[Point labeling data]
▼
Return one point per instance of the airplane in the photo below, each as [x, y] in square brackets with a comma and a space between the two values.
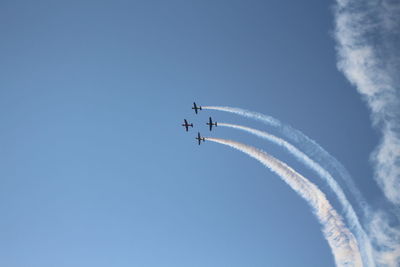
[211, 124]
[186, 124]
[195, 107]
[199, 138]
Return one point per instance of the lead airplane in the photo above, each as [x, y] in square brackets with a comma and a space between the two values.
[199, 138]
[186, 125]
[210, 123]
[195, 107]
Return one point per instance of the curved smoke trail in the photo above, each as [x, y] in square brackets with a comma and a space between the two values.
[351, 216]
[311, 148]
[340, 239]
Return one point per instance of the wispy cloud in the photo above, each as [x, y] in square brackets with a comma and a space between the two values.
[368, 47]
[341, 241]
[350, 215]
[367, 33]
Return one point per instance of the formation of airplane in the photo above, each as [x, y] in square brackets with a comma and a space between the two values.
[210, 123]
[199, 138]
[186, 125]
[195, 107]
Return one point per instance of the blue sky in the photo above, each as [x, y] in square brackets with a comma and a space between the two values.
[95, 169]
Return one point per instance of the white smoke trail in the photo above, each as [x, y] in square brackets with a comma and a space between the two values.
[340, 239]
[311, 148]
[352, 218]
[368, 39]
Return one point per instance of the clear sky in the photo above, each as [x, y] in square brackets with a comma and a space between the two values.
[95, 169]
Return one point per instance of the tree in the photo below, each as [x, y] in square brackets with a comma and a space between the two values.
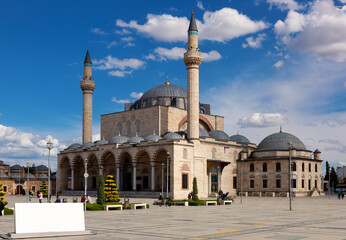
[44, 189]
[101, 198]
[111, 191]
[2, 194]
[195, 190]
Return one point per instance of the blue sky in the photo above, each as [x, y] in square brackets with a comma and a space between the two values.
[266, 63]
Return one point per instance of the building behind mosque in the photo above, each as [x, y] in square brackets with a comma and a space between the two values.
[167, 137]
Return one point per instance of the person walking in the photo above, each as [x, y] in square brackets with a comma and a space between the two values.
[2, 206]
[40, 196]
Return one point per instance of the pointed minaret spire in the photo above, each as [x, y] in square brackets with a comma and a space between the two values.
[87, 59]
[193, 26]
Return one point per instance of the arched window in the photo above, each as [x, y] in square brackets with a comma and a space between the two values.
[213, 153]
[264, 167]
[278, 167]
[252, 167]
[138, 127]
[294, 167]
[185, 153]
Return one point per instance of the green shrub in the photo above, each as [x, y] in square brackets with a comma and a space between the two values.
[94, 207]
[8, 211]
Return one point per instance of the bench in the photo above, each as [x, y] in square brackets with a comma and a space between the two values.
[139, 205]
[107, 207]
[225, 202]
[185, 203]
[207, 203]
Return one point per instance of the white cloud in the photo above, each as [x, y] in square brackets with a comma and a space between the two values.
[118, 73]
[120, 100]
[254, 42]
[112, 44]
[320, 31]
[136, 95]
[176, 53]
[18, 147]
[285, 4]
[98, 31]
[259, 120]
[222, 25]
[109, 63]
[200, 5]
[279, 64]
[211, 56]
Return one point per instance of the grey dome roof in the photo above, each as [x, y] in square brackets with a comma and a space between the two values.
[219, 135]
[16, 167]
[74, 146]
[279, 141]
[135, 139]
[119, 139]
[101, 142]
[153, 138]
[165, 90]
[203, 133]
[88, 144]
[239, 138]
[41, 168]
[172, 135]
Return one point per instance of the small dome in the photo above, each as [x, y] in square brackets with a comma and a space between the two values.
[135, 139]
[88, 144]
[239, 139]
[101, 142]
[153, 138]
[203, 133]
[16, 167]
[41, 168]
[219, 135]
[172, 135]
[74, 146]
[279, 141]
[119, 139]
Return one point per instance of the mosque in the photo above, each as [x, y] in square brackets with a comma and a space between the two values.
[167, 137]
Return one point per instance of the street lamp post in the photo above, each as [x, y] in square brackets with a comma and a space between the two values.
[168, 156]
[162, 179]
[49, 146]
[28, 182]
[290, 146]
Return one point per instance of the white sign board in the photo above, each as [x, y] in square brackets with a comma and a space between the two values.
[48, 217]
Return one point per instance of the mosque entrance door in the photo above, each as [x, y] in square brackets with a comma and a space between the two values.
[214, 180]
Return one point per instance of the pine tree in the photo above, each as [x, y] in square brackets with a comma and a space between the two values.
[111, 191]
[44, 189]
[101, 198]
[195, 190]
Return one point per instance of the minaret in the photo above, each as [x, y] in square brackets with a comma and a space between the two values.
[192, 60]
[87, 85]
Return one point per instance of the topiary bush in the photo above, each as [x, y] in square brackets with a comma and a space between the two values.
[101, 198]
[44, 189]
[111, 191]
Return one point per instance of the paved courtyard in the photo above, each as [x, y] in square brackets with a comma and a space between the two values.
[256, 218]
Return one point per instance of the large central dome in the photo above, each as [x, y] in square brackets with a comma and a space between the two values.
[165, 90]
[279, 141]
[163, 95]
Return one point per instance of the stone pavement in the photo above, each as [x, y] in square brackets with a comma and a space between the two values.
[256, 218]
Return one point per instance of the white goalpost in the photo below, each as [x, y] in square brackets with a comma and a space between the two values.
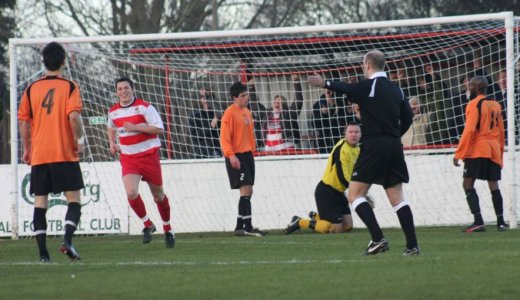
[431, 59]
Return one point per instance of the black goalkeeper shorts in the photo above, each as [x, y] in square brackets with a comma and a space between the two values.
[381, 161]
[55, 178]
[481, 168]
[246, 174]
[331, 204]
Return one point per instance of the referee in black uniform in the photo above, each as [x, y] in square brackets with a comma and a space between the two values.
[386, 116]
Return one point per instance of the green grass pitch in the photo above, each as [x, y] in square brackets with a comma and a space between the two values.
[304, 265]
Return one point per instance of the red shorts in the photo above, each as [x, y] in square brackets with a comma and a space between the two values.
[148, 166]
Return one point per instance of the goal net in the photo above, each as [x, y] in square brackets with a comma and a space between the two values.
[186, 77]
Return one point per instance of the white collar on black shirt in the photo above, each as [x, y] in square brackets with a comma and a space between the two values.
[378, 74]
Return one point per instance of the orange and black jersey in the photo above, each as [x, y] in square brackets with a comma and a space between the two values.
[236, 131]
[47, 103]
[483, 135]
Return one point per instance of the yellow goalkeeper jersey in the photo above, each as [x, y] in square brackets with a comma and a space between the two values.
[340, 165]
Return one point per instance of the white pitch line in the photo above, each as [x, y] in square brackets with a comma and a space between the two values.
[192, 263]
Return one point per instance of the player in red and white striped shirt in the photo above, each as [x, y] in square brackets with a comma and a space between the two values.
[137, 125]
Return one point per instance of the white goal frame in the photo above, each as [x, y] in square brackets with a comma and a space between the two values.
[511, 185]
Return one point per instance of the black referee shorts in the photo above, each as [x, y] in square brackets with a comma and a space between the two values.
[55, 178]
[331, 204]
[381, 161]
[482, 168]
[246, 174]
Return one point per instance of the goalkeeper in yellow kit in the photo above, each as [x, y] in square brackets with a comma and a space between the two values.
[334, 214]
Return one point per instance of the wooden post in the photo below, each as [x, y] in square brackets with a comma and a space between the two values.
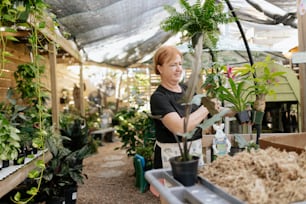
[302, 67]
[82, 86]
[54, 96]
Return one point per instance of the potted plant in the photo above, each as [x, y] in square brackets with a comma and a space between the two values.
[9, 141]
[263, 77]
[196, 22]
[64, 171]
[136, 130]
[238, 95]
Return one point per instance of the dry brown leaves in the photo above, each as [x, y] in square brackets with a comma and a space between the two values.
[261, 176]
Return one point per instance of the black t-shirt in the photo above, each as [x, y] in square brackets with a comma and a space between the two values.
[163, 102]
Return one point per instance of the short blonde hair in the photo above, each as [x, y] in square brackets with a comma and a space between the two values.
[165, 54]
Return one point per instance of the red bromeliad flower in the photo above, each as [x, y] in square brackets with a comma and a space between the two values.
[229, 72]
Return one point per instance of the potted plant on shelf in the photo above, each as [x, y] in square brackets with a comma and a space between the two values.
[263, 77]
[9, 141]
[64, 171]
[135, 129]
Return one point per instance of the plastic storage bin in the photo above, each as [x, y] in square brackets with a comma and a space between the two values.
[173, 192]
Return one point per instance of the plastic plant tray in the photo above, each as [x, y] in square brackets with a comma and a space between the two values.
[175, 193]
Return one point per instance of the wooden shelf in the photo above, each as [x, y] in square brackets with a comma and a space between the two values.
[16, 176]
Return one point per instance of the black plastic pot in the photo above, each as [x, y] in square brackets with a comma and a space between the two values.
[186, 172]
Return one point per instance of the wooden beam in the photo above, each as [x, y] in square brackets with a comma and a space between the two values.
[302, 67]
[55, 101]
[52, 33]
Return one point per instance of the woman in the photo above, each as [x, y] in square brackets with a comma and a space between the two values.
[165, 103]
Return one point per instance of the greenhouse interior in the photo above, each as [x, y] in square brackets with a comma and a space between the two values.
[108, 101]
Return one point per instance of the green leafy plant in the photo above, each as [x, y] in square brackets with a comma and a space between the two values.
[136, 131]
[263, 78]
[9, 140]
[68, 151]
[198, 23]
[196, 20]
[237, 94]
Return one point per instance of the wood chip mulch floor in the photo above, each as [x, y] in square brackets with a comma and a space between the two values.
[111, 179]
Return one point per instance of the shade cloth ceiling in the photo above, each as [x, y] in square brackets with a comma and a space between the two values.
[126, 32]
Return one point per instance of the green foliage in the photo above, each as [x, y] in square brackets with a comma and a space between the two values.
[195, 20]
[68, 151]
[262, 76]
[9, 140]
[237, 94]
[136, 131]
[214, 78]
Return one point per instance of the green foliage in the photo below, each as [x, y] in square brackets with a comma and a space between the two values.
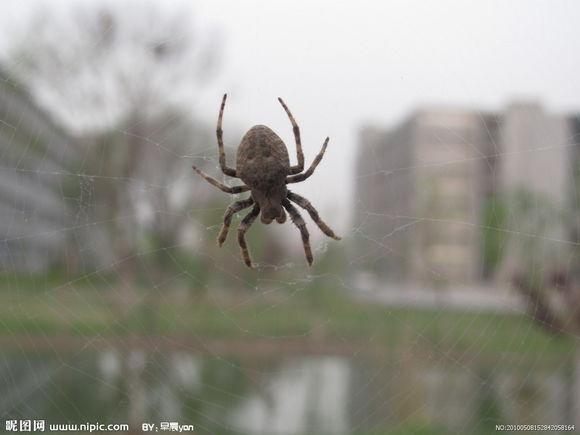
[495, 214]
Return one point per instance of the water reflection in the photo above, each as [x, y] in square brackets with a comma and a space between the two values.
[304, 394]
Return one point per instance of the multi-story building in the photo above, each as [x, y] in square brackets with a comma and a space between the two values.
[34, 153]
[424, 187]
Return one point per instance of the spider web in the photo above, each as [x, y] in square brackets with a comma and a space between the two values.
[199, 339]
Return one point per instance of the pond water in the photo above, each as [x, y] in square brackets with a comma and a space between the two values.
[302, 394]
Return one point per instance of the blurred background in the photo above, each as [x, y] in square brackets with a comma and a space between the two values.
[452, 303]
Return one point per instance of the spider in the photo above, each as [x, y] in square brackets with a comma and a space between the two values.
[263, 164]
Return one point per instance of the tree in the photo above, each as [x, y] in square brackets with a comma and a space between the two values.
[122, 77]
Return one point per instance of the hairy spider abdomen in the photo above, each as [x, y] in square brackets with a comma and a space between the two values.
[262, 159]
[264, 166]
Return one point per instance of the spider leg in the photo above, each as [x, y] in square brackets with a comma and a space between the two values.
[221, 186]
[299, 222]
[219, 132]
[306, 205]
[300, 166]
[308, 173]
[244, 226]
[231, 210]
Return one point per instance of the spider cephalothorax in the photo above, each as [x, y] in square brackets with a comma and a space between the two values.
[263, 164]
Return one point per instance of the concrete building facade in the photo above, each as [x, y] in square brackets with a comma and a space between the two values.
[33, 206]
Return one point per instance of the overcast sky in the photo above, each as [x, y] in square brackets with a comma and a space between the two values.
[342, 64]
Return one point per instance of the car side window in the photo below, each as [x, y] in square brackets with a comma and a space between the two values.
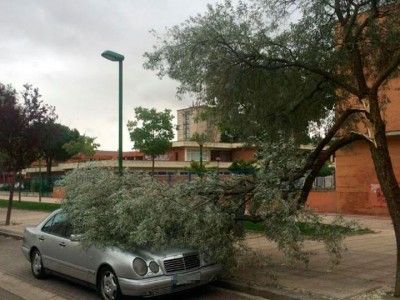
[47, 227]
[57, 225]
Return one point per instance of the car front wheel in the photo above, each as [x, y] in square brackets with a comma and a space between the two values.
[37, 265]
[108, 285]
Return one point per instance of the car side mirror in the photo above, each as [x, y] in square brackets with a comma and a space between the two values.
[75, 237]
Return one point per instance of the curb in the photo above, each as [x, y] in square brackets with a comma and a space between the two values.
[12, 234]
[264, 292]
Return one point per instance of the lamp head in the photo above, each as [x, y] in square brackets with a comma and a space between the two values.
[113, 56]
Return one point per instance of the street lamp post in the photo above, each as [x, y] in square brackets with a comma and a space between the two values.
[113, 56]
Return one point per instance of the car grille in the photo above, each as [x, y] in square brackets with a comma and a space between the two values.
[183, 263]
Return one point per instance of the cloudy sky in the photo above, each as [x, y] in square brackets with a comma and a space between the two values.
[56, 45]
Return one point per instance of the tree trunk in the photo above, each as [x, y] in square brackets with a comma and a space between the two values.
[152, 166]
[386, 177]
[19, 186]
[10, 199]
[201, 155]
[41, 180]
[49, 163]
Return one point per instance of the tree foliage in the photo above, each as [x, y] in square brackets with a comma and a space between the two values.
[256, 69]
[83, 144]
[21, 119]
[54, 137]
[152, 131]
[207, 213]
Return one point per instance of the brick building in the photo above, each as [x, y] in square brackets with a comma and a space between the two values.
[357, 188]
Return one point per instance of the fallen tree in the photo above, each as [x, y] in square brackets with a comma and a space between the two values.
[207, 213]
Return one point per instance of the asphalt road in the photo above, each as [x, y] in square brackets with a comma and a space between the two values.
[15, 274]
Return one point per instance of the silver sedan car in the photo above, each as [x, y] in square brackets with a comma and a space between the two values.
[51, 247]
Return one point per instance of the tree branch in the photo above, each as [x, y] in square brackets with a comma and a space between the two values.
[386, 73]
[324, 156]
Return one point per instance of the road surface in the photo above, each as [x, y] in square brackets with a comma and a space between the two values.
[17, 283]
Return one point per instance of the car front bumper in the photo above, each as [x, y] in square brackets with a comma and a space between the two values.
[167, 283]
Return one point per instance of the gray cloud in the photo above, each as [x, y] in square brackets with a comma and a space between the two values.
[56, 46]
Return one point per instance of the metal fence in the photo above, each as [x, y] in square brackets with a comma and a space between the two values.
[324, 183]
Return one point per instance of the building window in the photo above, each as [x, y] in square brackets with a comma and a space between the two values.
[186, 125]
[194, 154]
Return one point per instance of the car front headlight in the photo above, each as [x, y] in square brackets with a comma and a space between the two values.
[140, 266]
[154, 267]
▲
__Work to do__. Reproduce verbatim the lines of the data that begin with the line containing "Return one point per instance of the brick" and continue through the final line of the data.

__Written answer__.
Return one point per instance of the brick building in the photo above, each as [x, y] in square brackets with a comma and a space between the two values.
[357, 188]
Return one point per instance of the fallen tree in the photo above, each as [x, y] in square brackets with a comma and a space between the two values.
[207, 213]
Return one point per instance of the asphalt road in the photo above, each as [x, y] in square brackets with a comma and a space between the two values.
[15, 274]
Return one point per instance of the silver sedan car in the photo above, each as [x, y] in square brackets with a comma and a space between the two values.
[51, 247]
Return one point per instance of the tree branch in the photo above, each as [x, y] in square brackets with a comma and a space between the two values.
[386, 73]
[324, 156]
Return one point per instance of the road surface in the photo above, each as [x, y] in square brackets with a comma and a space between the two values.
[17, 283]
Return one point per instance of the car front bumper in the photo above, each as [x, y] in square brackets with a comma and a space between the two values.
[167, 283]
Return one point per instance of the gray cloud in the photo above, each as [x, y] in square brackets with a comma and a space between the two values.
[56, 46]
Return one point per instance of the metal fence in the photo above, each as [x, y] in square brackets with a comma and a space between the two values.
[324, 183]
Return one point per instance of the building window in the photo above, each as [x, y] in square brackets with a comma and a space between the two values.
[186, 125]
[194, 154]
Return one point per instance of the car front headlight in the photo above, each as [x, y] in square brackets with a comma and a space between the two values.
[140, 266]
[154, 267]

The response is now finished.